REQUIRED WORK.
1. In the music review, what town does Madam Madz Parker come from?
2. Carry on the music review from its last sentence.

EXTRACTED TEXT.

Army and police descended on Bombay (where I live) and for weeks it became the totalitarian state. The world had suddenly changed forever.

Dave Alley

He does another couple with Rosina. That’s Life takes inspiration from a Neil Young bio, where he reflects on life’s catastrophes.

Dorrie Muir is well-known as a local songwriter. She does a powerful song called War, sounding Sixties Protest Folk like a Buffy Sainte-Marie.

After the break, we meet Madam Madz Parker, a local singer-songwriter from down the hill in Tuakau.

She sings Soul with a familiar Seventies style, some jazzy accents and some Kiwi Reggae.

Sounds like Alley helped her into a recording studio too. He plays fast melodic licks to bring the sunshine out of her lyrics.

Dave Alley

Alley introduces Aaron Carpenter, who comes from Waiheke.

First one they do Winds of Change, sounds like the intro to All Along the Watchtower. Carpenter sings something about women never harming him, the guitar sounding more and more like Hendrix’s version.

Both these guys get loose as they carry on. Carpenter belts away with a strident Folk vocal style.

RAW DATA.
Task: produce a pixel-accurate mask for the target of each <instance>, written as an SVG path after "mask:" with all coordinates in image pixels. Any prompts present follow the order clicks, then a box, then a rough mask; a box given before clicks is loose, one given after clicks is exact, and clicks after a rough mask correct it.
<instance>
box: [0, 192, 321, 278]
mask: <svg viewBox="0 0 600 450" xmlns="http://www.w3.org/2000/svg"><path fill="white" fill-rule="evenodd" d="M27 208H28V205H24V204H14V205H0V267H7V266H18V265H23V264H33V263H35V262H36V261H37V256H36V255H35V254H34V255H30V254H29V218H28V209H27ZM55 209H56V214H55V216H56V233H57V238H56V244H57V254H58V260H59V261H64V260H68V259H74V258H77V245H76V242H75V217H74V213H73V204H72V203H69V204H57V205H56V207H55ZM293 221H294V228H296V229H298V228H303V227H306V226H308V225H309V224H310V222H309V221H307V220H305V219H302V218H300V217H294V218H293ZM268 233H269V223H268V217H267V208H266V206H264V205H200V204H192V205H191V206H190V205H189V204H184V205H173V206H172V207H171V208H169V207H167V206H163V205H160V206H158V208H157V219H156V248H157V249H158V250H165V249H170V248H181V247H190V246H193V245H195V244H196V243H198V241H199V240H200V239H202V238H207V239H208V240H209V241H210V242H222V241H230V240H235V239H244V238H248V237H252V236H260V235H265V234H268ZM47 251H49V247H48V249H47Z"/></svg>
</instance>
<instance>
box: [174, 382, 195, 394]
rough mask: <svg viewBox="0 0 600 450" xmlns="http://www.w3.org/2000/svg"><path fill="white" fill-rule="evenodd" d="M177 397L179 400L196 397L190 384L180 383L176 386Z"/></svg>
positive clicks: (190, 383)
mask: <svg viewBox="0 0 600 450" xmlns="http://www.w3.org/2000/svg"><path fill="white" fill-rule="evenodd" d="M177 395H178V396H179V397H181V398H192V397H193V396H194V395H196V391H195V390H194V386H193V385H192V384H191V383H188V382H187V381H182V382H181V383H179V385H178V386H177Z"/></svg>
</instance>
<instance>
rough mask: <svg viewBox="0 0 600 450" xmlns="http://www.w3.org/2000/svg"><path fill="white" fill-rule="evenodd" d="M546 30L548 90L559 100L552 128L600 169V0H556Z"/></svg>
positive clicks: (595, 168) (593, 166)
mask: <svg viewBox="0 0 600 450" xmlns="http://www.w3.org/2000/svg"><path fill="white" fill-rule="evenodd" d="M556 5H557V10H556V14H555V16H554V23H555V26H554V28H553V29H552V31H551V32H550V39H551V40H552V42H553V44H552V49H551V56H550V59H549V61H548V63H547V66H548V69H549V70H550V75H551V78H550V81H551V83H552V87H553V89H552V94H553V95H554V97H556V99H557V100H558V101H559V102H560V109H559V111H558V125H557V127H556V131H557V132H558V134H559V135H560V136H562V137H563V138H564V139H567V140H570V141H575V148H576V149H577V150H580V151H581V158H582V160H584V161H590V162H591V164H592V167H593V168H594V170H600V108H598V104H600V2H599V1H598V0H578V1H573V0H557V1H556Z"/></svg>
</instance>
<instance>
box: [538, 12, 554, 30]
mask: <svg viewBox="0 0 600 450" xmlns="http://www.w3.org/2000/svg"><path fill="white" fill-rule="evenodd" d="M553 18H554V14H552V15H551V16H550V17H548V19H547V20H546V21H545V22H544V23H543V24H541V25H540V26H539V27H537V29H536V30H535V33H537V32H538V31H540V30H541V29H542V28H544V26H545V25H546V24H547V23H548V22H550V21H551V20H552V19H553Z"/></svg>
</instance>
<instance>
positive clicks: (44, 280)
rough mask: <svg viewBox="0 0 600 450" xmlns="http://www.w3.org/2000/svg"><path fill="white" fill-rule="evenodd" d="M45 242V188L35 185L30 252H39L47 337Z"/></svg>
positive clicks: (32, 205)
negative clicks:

LIST OF ANSWERS.
1. Tuakau

2.
Sun Shower is a Talking Blues in the manner of Dylan and It’s Alright Ma (I’m Only Bleeding).

Others are passionate Americana, where Alley plays slide, adds Blues and R’n’B licks, and generally sounds like a Kiwi Michael Bloomfield.

I compared to him to Delaney Davidson when I first heard him. Also, idiosyncratic Americana. He plays with everyone and has produced for the best artists in New Zealand, like Troy Kingi recently

Alley is more of a virtuoso than Davidson on guitar.

Alley and Carpenter end with a song singing I’m gonna ride my pony. There is some connection to the great Blues Master and Originator Charley Patton.

Dave Alley and Guests have laid on an eclectic evening of wide-ranging Americana, centred on the virtuoso skills of the guitarist.